Harvesting machine chain piler having forwardly curved profile

A sugar cane chain piler includes a plurality of endless roller chains that are supported so as to define a forwardly curved profile. A head shaft supports a plurality of transversely spaced sprockets at top region of the piler which are aligned with a plurality of sprockets carried by a tail shaft located at a lower region of the piler. Each endless chain includes a plurality of conveyor tines that project outwardly from the chain. The head shaft is driven so that the tines engage cane stalks by rolling the stalks backwards into a pile being created as the loader vehicle carrying the piler is driven forward.

FIELD OF THE INVENTION

The present invention relates to a sugar cane piler, and more specifically relates to a chain piler.

BACKGROUND OF THE INVENTION

There are several types of pilers used in the sugar cane industry to produce a pile of cane that can then be placed into a transport unit by a sugar cane loader, which carries the piler and a boom supported grab assembly. The push piler is the cheapest and simplest of the pilers and comprises at least two forwardly facing, generally C-shaped structures which are spaced laterally from each other so as to define a piler pocket between them into which a loader grab tine may pass during loading cane stalks piled by the piler. A variation of a simple push piler of this type is a star or football piler and incorporates rotating elements along with the push piler. An example of this can be seen in U.S. Pat. No. 4,609,318. Another piler variation is known as a chain piler. An example of a chain piler is the Model SP2254 manufactured by Cameco. All of these pilers attempt to build a large bundle of cane stalks and to dislodge soil from the piled cane stalks by rolling the stalks backwards into the pile being formed.

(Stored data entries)
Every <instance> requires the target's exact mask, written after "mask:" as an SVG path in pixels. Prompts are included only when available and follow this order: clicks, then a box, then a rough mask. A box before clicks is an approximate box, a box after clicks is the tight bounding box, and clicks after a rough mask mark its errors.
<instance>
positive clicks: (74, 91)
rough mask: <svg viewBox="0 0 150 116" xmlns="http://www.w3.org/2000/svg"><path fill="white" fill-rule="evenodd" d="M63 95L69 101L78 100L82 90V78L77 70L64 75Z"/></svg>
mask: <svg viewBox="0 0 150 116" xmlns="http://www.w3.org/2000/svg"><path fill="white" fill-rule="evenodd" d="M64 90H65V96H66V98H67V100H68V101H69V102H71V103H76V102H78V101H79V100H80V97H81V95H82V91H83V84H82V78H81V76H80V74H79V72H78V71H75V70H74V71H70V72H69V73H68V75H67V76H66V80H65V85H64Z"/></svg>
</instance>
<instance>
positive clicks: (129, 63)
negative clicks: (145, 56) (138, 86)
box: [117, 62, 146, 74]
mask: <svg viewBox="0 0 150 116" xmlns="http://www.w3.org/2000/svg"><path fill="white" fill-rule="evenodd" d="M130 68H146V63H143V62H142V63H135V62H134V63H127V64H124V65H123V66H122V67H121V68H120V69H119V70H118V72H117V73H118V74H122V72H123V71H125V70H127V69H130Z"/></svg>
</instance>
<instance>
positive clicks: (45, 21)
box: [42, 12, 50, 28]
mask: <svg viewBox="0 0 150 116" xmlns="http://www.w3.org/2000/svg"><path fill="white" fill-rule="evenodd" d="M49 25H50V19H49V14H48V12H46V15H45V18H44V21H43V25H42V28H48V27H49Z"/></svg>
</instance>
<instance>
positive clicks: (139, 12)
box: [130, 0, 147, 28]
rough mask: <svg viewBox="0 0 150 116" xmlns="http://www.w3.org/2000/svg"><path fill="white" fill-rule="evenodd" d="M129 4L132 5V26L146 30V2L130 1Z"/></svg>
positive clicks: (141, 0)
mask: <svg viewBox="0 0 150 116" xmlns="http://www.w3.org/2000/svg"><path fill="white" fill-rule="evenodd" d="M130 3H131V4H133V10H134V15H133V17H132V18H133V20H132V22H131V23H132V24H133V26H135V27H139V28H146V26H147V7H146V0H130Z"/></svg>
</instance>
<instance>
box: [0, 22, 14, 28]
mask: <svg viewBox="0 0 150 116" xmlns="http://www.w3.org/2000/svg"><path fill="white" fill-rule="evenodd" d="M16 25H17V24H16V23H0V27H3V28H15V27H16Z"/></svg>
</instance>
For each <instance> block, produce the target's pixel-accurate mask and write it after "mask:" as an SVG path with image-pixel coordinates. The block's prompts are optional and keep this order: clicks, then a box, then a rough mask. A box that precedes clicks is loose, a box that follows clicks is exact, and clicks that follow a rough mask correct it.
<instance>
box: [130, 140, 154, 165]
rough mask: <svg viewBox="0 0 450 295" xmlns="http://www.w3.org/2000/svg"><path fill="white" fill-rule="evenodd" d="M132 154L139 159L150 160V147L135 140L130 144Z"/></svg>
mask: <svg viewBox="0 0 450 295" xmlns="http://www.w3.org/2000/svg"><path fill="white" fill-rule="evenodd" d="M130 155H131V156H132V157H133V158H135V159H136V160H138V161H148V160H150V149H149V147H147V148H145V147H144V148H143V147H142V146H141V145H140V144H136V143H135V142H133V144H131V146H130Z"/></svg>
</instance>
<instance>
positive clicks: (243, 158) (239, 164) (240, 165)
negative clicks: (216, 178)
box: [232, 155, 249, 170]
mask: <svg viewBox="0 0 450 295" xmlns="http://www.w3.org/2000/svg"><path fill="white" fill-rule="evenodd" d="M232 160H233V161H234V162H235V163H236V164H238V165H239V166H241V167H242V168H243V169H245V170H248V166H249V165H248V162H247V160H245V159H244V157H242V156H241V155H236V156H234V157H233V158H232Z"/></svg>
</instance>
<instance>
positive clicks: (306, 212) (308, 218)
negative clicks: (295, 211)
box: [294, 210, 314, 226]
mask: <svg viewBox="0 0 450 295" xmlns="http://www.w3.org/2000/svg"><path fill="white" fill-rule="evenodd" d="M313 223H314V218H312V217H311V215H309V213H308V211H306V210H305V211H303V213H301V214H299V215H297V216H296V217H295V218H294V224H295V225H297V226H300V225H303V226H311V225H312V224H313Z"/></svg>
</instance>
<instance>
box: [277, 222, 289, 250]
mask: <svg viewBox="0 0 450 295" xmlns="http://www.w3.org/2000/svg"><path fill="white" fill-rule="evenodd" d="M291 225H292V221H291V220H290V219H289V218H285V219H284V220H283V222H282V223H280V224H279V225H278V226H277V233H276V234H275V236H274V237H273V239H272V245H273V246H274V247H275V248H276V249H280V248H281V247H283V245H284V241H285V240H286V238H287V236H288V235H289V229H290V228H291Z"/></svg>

Try it: Render this sentence from the chain piler text in Spanish: "Each endless chain includes a plurality of conveyor tines that project outwardly from the chain."

Task answer: Cada cadena sin fin incluye una pluralidad de púas transportadoras que sobresalen hacia fuera de la cadena.